**Directions for this task**: Reproduce the entries below in full, word for word.

------ Records to use

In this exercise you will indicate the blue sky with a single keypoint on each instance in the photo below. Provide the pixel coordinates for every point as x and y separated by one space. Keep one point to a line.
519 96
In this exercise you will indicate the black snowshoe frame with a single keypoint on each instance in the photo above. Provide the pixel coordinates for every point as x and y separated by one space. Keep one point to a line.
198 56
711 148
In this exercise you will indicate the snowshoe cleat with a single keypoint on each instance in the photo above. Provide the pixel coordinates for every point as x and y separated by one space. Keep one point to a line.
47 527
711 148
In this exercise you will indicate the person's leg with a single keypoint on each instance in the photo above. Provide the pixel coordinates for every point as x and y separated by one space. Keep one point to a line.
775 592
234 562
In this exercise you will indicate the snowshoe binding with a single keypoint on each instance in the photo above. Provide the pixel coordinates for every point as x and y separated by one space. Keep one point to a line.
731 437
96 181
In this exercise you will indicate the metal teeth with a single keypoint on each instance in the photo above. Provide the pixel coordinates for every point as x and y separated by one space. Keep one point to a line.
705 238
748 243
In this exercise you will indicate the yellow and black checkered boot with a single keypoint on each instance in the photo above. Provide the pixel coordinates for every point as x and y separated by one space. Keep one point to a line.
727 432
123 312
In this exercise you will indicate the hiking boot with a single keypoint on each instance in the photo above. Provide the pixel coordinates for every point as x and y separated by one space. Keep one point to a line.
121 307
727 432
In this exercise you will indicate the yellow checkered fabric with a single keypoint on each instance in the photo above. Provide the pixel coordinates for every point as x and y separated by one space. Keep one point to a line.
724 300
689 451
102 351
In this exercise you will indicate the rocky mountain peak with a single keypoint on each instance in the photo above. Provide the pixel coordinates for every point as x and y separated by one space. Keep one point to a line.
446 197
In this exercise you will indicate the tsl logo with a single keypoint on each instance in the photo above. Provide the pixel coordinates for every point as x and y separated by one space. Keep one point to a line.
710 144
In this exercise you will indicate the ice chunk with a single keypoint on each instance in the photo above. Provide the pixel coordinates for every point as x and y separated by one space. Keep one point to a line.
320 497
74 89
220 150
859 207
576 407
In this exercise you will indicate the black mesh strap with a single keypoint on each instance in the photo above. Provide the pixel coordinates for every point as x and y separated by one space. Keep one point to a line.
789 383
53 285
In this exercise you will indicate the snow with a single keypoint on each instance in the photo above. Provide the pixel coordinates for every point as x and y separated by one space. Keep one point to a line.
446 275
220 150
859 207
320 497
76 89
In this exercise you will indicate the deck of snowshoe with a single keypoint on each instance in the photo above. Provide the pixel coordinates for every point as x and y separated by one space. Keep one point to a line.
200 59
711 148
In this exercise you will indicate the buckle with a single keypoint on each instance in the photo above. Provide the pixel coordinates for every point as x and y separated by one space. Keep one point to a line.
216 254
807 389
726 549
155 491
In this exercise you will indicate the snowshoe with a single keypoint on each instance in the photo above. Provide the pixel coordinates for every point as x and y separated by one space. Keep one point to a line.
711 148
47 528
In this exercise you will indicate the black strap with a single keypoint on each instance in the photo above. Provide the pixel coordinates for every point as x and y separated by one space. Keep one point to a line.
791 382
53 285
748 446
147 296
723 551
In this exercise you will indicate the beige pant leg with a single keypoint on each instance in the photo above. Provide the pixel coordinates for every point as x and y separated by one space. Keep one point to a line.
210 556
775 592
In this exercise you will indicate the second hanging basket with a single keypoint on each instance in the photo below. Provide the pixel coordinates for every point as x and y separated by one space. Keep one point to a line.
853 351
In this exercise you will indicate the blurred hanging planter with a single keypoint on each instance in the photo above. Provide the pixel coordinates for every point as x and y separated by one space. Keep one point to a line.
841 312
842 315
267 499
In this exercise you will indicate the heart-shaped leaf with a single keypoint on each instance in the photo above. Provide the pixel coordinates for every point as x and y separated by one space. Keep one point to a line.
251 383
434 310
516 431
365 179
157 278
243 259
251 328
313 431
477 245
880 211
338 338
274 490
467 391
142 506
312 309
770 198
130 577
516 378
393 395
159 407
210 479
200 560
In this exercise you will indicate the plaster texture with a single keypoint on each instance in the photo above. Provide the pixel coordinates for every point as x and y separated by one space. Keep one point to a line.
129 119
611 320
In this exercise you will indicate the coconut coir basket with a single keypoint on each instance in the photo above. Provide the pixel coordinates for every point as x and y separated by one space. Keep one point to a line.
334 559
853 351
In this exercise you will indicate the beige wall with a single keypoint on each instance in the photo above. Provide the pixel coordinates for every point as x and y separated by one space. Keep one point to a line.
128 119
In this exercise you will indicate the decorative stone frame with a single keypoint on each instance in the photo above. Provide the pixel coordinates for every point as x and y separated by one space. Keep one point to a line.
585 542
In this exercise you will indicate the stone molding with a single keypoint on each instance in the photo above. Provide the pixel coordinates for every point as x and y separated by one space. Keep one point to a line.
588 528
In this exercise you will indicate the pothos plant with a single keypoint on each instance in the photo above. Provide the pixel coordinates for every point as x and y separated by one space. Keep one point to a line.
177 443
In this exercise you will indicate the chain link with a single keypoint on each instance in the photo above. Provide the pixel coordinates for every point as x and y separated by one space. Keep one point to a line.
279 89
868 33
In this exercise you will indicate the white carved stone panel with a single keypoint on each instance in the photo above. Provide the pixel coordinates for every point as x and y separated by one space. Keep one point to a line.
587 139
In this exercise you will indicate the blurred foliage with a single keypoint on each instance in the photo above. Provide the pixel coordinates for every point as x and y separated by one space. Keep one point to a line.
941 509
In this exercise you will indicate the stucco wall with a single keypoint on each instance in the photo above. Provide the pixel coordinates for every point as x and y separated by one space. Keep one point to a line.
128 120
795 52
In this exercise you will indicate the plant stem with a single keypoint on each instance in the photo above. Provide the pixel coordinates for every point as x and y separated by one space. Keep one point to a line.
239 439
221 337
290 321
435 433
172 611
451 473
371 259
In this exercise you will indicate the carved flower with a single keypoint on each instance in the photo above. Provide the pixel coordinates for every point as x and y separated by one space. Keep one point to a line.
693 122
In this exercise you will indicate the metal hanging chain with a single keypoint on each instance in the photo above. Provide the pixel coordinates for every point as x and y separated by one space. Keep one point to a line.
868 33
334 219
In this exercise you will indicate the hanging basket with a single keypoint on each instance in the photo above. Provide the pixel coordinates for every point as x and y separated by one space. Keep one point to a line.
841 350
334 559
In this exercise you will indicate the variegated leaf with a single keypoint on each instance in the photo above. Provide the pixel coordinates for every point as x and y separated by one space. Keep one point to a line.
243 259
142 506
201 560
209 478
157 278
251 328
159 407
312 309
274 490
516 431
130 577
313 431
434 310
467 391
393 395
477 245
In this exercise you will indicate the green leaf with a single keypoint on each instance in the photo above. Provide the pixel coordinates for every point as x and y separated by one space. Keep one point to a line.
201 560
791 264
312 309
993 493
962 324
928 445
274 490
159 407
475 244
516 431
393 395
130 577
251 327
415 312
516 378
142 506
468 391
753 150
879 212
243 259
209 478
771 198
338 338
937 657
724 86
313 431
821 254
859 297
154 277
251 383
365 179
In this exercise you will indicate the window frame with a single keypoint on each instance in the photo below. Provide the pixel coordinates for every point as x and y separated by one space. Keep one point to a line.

------------

**Reply to the task**:
In this exercise you will indicate the blue sky with a single keypoint on each instance in the photo below. Provide the pixel coordinates for every point as x and y separated by one space. Keep one point to a line.
519 96
In this exercise you will indicate the black snowshoe frame with a single keypoint on each instance in the photo above. Provide the pixel coordinates for every point as x and y separated by one space. Keep one point to a line.
198 56
711 148
In this exercise you will indicate the snowshoe cleat with a single keypoint on each instance in the photo above. Provide the pixel coordinates for every point as x and y separated by one space. Keep one point to a line.
47 527
711 148
In this exercise you will indicate the person's leg with a single keypoint on each instance in the photo above. Provide the pixel coordinates for every point as x and y separated by one space. Keep one point to a line.
775 592
234 562
In this exercise you will indicate the snowshoe binding with a single keypoint on each instance in the photo above. Provide the pixel coordinates for every point as x and y separated by one space. Keep one point to a line.
731 437
96 181
In this exercise you will indicate the metal teeth with a single keypoint on each instance in the photo above. Provide the pixel coordinates for every point as x and y separated by one space. Keep one point to a line.
705 238
748 243
In this exercise you will indicate the yellow and black checkered boot with a single keypoint on each instance in the photo above. Provide the pixel coordinates for every point as x and y separated by one space. Keep one point to a line.
727 432
123 312
In this exercise you will indicate the hiking boot with a single keypoint on each instance in the photo above. Provide the pixel coordinates for every point as x and y separated by one space. Keep one point to a line.
121 307
727 432
In this exercise you will indicate the yellow checkered fabric with a single keypoint on each instance in the photo above. Provide the pixel coordinates for every point as x and y separated by one space. Keep one point to a line.
724 300
689 451
102 351
In this exercise you will indicate the rocky mountain peak with a single keypoint on each instance in the photo above. Provide the pixel coordinates for every point as x and y separated by one space. Keep one point to a line.
446 197
In this exercise you will indicate the tsl logo with a single keypoint on each instance in the photo above. Provide the pixel coordinates for every point as x and y separated by one space. Keep one point to a line.
710 144
In this exercise you will indicate the ice chunk with a single keypoint on each instance in the photo above. Provide the pixel coordinates for every point as x and y separated by one space. Keep one point to a line.
320 497
74 89
220 150
859 207
576 407
In this exercise you will indicate the black mesh strap with a single keypoint on each instance in the photo above. Provide the pixel coordinates for every point as x and y separated by one space. Keep one point to a line.
789 383
53 285
In this exercise you will indicate the snow with a single keypoint on each instance in the photo above. Provide the pixel coordinates for every point as x and y separated by one space. Keep one point to a line.
446 275
220 150
859 207
320 497
76 89
In this exercise you will indicate the deck of snowshoe with a single keypoint on each instance in the photo above. Provide the pixel coordinates for every point as x and y separated by one space. Keep one point to a line.
200 59
711 148
In this exercise you will indicate the buckle with a single keypoint on each instance in the photo above. Provide the pixel coordinates for every point as x and y separated by one space. Keep one point to a line.
216 254
807 389
726 549
155 491
In this exercise you will indicate the snowshoe with a single keypoint on each instance in the photo above. Provide the pixel coordinates for every point as x and y separated by one space. Keep one point to a line.
711 148
47 528
In this exercise you will indicate the black strap with a single keypoint on each instance in the photo above. Provide the pixel coordinates for every point as x and y separated by one space. Keep one point to a line.
791 382
53 285
748 446
147 296
723 551
In this exercise you will indicate the beige pant leg with a single keypoint on each instance in the photo above. Provide the pixel coordinates for every point as x and y separated by one space. Keep one point to a line.
210 556
775 592
In this exercise you will indicate the second hanging basket with a single keypoint on each instance in the photo below. Provide the pixel coordinates for every point as x and y separated by one space. Keep one point to a line.
853 351
In this exercise you will indicate the blurred hanging planter with a single keypoint on each instance in the photo above. Provide the pixel coordinates for every point as x and y separated by one space. Keep one point to a line.
841 312
842 315
267 499
In this exercise you will indicate the heart-shaped leaf with a single keypoint on each instance in the photo above. Provide the pixel coordinates for every point as x and y separated by one space. Keep one point to a line.
251 383
434 310
516 431
365 179
157 278
243 259
251 328
313 431
477 245
880 211
338 338
274 490
467 391
142 506
312 309
770 198
130 577
516 378
393 395
159 407
210 479
200 560
In this exercise you will indicate the plaster texture with a single keypoint on each instance in the photo above. Provide the pixel coordinates for every point as x and y separated by one space. Keep one point to a line.
129 119
611 320
In this exercise you will indicate the coconut coir basket with a single keypoint on each instance in the photo above. Provide the pixel coordinates for every point as x and y separated by one space. Keep one point to a line.
334 559
853 351
In this exercise you will indicate the beige wall with a single keypoint on each instance in the photo above. Provide the pixel coordinates for every point as x and y separated by one space. Keep one point to a line.
128 119
In this exercise you will indicate the decorative stone frame with a single keypoint on each instance in the photo above. Provide the pixel coordinates for every point as x and y separated by one space. Keep one point to a line.
585 542
In this exercise you will indicate the stone molding with a single keypoint on each instance in the photo above. Provide the pixel coordinates for every point as x and y separated by one space. Keep one point to a line.
588 528
In this exercise you will indicate the pothos plant with a single keypoint on each instance in the photo above. Provide the pixel coordinates for every point as x and y separated by one space. Keep one point to a line.
177 443
In this exercise you will indicate the chain link with a single keypoint on each instance in the photo above. Provide the pixel coordinates for every point as x and y separated by one space. Keep one point to a line.
279 89
868 33
In this exercise you will indicate the white carved stone panel with a single keypoint on each instance in the photo above. Provide the pixel coordinates for every point as x and y separated by one space. Keep one point to a line.
587 139
In this exercise you will indicate the blurred foliage with a single keypoint on each instance in the photo above. Provide the pixel coordinates for every point as x and y separated by one space. Keep one point to a line.
941 509
In this exercise you will indicate the stucco wall with a single keypoint on each instance in the photo above. Provide the pixel coordinates for every point as x and y separated by one space. Keep one point to a line.
128 120
795 52
In this exercise you will indicate the plant stem with a single keypoint on each instance in the photo above. Provide the pixel coordinates for every point as x and y separated by one space. Keep one point to a line.
239 439
221 337
290 321
435 433
172 611
451 473
371 259
In this exercise you will indicate the carved flower with a single keypoint on each instance in the photo above. Provide the pixel coordinates for every point as x and y separated by one space. Keep one point to a line.
693 122
In this exercise you will indicate the metal hanging chain with a single keypoint on each instance in the photo above. Provide the pixel coordinates for every point as x and y separated by one space. Keep one point to a line.
868 33
334 219
In this exercise you will indicate the hanging basket with a single keypoint on each instance in the photo above. Provide the pixel coordinates for every point as x and y separated by one space. Keep one point to a line.
841 350
334 559
In this exercise you will indicate the variegated leaf with a single keypoint on each instance in the photo above. Provide the pixel coordinates for every point as x and y separated by one space. Keep one point to a line.
243 259
142 506
201 560
209 478
157 278
251 328
159 407
312 309
274 490
516 431
130 577
313 431
434 310
467 391
393 395
477 245
In this exercise you will indicate the green leaf with a single keypoint on each instance in the photo above. Provide the pixel coordinates for every point as x and y separated by one space. Keep one point to a line.
201 560
791 264
312 309
993 493
962 324
928 445
274 490
159 407
475 244
516 431
393 395
130 577
251 327
415 312
516 378
142 506
468 391
753 150
879 212
243 259
209 478
771 198
338 338
937 657
724 86
313 431
821 254
859 297
154 277
251 383
365 179
In this exercise you will indicate the window frame with a single keypoint on each instance in the photo below. Provide the pixel coordinates for every point as x and y separated by one space. Keep one point to a line.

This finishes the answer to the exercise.